**PROBLEM TO WORK ON:** Which lines in the material contain the string "lampshade"? Pick out each one and copy it, treating uppercase and lowercase as different.

**DATASET EXTRACT:**
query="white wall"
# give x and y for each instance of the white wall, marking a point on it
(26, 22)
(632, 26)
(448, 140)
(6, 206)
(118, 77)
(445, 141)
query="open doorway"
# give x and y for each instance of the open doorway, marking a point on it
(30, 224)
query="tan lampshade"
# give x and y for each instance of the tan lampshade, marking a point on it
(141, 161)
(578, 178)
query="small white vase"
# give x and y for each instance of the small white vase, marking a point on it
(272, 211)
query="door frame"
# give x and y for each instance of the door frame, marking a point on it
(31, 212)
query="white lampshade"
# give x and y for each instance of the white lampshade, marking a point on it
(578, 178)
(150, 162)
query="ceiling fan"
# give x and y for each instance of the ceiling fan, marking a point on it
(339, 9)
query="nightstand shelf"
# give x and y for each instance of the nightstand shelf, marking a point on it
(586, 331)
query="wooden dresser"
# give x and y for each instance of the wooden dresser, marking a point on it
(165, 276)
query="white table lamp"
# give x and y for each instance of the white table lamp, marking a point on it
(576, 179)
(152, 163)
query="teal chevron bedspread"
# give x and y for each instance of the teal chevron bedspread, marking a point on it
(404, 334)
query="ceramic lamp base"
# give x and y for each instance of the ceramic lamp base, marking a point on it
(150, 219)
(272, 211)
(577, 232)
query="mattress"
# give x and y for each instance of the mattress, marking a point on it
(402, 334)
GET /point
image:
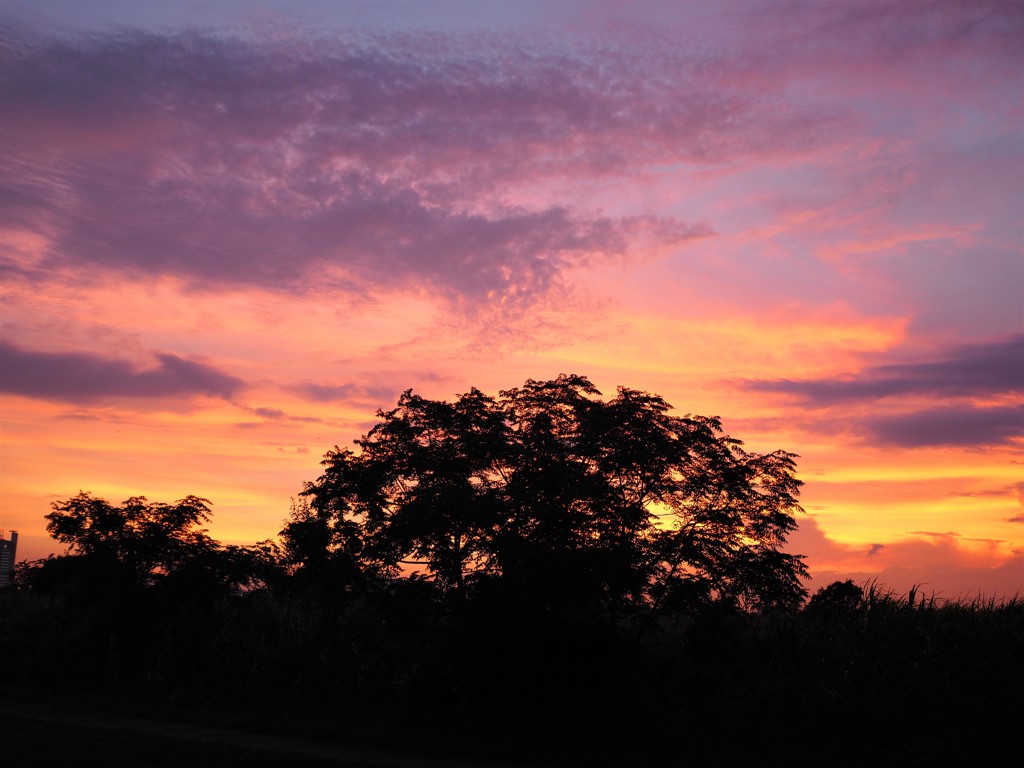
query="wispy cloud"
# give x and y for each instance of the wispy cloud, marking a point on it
(82, 378)
(977, 370)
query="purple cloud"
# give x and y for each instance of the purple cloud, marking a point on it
(952, 425)
(360, 165)
(80, 377)
(978, 370)
(348, 391)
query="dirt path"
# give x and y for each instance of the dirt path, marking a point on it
(332, 753)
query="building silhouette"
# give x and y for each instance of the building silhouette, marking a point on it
(8, 550)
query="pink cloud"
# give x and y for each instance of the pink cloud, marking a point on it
(943, 564)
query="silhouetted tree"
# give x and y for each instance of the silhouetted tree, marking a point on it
(567, 498)
(144, 543)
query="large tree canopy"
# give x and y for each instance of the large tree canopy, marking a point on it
(563, 496)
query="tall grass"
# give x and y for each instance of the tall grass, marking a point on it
(883, 677)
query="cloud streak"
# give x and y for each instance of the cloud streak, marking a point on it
(84, 378)
(977, 370)
(361, 168)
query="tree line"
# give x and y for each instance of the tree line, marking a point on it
(546, 492)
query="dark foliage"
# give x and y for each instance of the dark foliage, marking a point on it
(613, 508)
(551, 613)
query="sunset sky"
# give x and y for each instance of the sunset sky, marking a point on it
(229, 231)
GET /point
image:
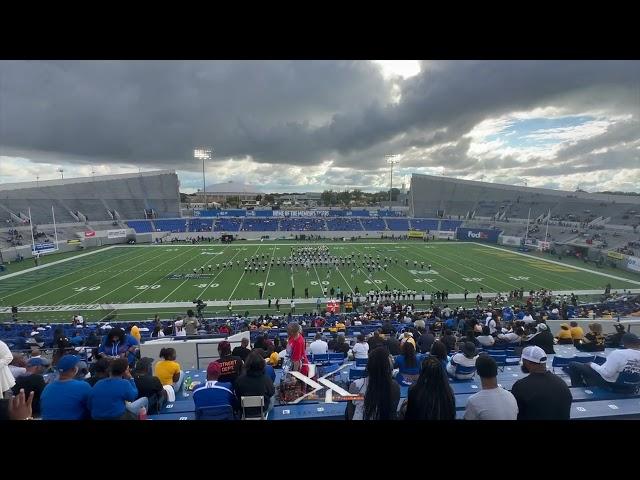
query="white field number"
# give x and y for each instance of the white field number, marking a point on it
(82, 289)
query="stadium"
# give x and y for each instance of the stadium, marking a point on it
(116, 251)
(195, 241)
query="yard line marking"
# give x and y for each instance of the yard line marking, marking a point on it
(40, 267)
(240, 279)
(146, 272)
(214, 278)
(48, 292)
(164, 276)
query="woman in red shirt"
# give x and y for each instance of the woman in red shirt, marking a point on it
(296, 349)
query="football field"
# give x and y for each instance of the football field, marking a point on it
(161, 277)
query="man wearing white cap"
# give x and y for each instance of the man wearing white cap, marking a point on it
(541, 395)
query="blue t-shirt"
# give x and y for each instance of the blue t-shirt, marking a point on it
(271, 373)
(66, 400)
(108, 396)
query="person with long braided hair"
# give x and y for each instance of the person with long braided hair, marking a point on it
(431, 397)
(381, 391)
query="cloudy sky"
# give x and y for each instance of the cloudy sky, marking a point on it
(311, 125)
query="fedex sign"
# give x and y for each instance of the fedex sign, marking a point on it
(475, 234)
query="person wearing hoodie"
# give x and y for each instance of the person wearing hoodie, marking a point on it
(564, 335)
(118, 344)
(254, 381)
(543, 338)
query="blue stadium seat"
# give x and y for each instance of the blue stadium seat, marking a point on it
(220, 412)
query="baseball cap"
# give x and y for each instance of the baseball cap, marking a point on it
(214, 368)
(37, 362)
(534, 354)
(67, 362)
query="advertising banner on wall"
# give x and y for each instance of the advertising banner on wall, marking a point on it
(633, 263)
(510, 240)
(116, 233)
(478, 235)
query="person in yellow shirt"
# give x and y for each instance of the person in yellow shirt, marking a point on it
(564, 335)
(135, 333)
(576, 332)
(168, 370)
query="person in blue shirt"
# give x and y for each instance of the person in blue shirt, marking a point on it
(408, 364)
(214, 393)
(118, 344)
(114, 398)
(66, 398)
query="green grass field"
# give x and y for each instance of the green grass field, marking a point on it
(135, 280)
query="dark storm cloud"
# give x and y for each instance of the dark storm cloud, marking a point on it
(300, 112)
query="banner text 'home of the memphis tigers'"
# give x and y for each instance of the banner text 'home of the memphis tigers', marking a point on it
(478, 235)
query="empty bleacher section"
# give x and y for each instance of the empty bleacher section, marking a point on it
(200, 225)
(397, 223)
(373, 224)
(259, 225)
(128, 194)
(423, 224)
(141, 226)
(339, 224)
(228, 225)
(310, 224)
(450, 197)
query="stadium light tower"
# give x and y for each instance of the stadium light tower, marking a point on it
(391, 161)
(203, 154)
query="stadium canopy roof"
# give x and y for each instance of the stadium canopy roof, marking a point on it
(71, 181)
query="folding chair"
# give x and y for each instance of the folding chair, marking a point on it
(218, 412)
(252, 402)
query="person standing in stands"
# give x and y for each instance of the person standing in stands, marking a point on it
(296, 349)
(255, 382)
(492, 402)
(117, 344)
(242, 351)
(230, 365)
(168, 370)
(592, 341)
(148, 385)
(116, 397)
(381, 392)
(606, 375)
(66, 398)
(542, 338)
(32, 381)
(7, 380)
(541, 395)
(215, 393)
(431, 398)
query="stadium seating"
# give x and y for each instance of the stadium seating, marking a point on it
(171, 225)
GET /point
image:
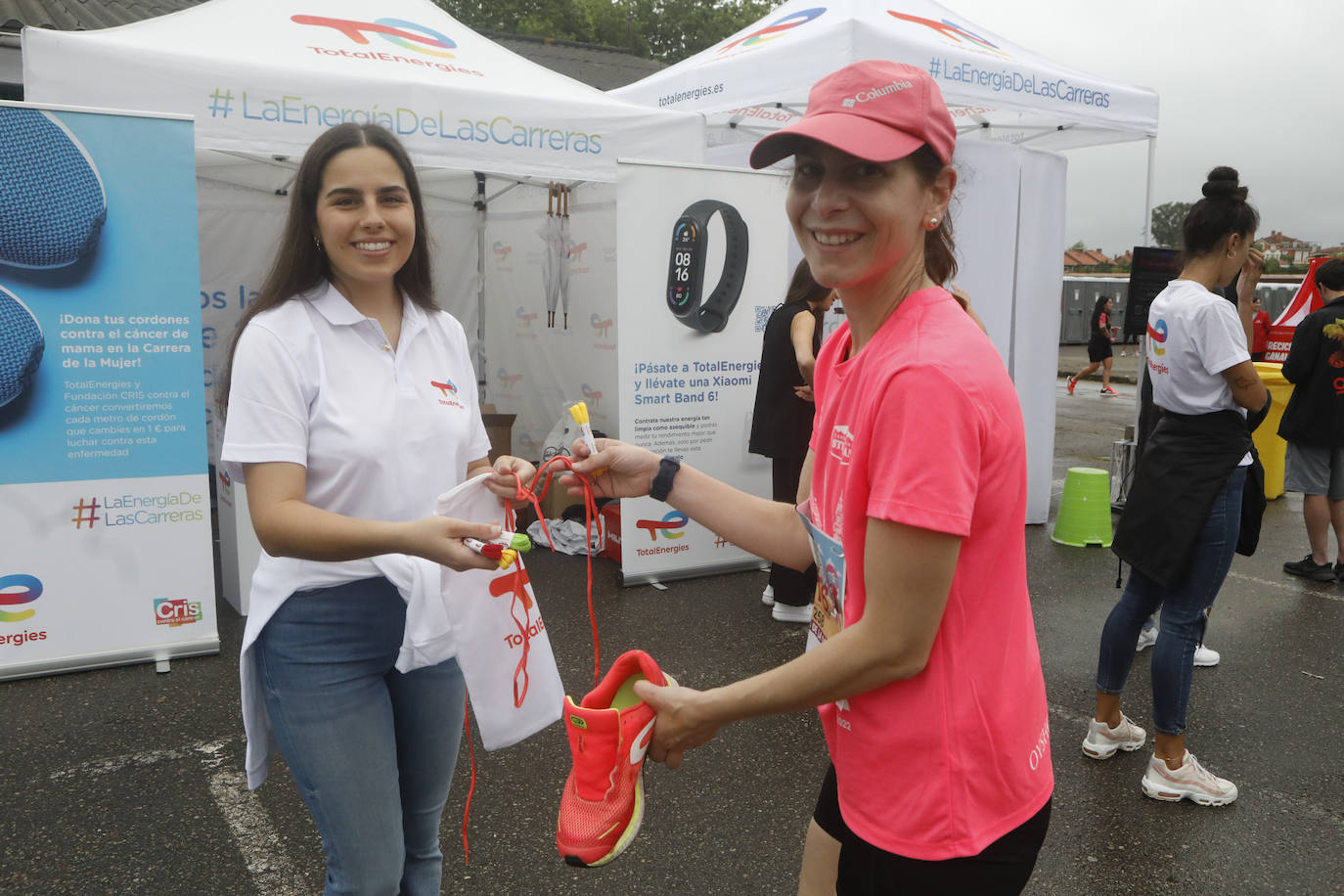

**TASK ANSWER:**
query="tan lampshade"
# give x and y for each instance of the tan lampshade, marking a point on it
query="white lampshade"
# give x and y for each instance of the white lampshade, marking a point on it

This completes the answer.